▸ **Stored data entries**

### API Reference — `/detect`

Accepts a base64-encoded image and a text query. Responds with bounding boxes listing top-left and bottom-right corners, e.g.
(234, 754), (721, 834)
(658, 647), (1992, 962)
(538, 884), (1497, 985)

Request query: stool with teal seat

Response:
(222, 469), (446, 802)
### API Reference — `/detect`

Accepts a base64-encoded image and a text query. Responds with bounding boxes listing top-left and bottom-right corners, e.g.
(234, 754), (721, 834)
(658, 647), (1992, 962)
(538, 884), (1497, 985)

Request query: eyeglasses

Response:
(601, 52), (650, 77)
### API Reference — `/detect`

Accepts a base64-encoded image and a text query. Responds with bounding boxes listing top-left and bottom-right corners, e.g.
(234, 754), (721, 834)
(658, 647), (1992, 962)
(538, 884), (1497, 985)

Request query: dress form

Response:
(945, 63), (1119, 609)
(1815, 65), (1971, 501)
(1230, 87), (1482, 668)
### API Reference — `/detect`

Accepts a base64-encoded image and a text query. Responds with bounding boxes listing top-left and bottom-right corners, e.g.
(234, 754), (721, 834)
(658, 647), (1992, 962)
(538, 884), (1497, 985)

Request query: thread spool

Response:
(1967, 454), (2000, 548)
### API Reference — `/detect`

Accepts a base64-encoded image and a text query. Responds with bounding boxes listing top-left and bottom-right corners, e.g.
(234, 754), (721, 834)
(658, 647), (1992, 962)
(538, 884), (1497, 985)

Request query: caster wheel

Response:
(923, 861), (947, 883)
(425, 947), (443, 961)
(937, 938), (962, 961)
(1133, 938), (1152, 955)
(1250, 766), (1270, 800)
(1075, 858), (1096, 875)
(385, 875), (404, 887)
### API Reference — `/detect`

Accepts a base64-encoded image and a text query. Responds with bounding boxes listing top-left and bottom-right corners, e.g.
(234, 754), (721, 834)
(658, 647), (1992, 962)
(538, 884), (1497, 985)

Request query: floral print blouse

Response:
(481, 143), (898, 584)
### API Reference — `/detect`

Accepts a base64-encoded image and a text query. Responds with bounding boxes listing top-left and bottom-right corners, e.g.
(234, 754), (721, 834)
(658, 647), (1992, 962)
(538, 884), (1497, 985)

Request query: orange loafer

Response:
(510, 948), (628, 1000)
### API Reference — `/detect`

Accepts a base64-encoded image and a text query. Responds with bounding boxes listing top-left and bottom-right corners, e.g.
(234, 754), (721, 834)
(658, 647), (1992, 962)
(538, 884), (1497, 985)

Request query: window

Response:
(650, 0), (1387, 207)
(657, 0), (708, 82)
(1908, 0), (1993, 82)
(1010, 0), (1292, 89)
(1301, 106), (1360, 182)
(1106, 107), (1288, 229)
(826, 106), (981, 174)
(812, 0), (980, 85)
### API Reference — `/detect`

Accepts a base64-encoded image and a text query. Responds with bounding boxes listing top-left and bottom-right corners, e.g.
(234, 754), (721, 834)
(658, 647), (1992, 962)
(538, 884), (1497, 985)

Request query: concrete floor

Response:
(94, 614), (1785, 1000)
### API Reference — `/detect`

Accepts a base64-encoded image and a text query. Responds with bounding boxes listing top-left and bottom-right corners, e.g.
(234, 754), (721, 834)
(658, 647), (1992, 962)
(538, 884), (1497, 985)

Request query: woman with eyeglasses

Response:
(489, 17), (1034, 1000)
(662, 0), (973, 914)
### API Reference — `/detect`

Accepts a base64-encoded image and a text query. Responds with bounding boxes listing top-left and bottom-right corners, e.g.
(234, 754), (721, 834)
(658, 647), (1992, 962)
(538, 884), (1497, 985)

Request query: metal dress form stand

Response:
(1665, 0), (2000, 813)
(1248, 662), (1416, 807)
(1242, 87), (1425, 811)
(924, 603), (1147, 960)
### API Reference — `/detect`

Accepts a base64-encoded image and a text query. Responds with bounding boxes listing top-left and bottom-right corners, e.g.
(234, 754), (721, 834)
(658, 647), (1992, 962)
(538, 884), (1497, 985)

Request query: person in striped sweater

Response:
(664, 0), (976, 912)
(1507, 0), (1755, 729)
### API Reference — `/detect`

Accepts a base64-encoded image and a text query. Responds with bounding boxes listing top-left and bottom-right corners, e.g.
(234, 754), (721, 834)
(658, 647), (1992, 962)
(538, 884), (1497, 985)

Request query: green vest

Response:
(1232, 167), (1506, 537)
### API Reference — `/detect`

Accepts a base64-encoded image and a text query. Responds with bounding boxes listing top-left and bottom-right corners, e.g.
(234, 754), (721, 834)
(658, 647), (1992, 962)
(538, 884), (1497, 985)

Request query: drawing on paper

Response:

▸ **YOUR GOAL**
Go through the entries above and count the lines with the word "eyeglasses", then give only that number.

▸ **ANSWER FOR THIS EXERCISE**
2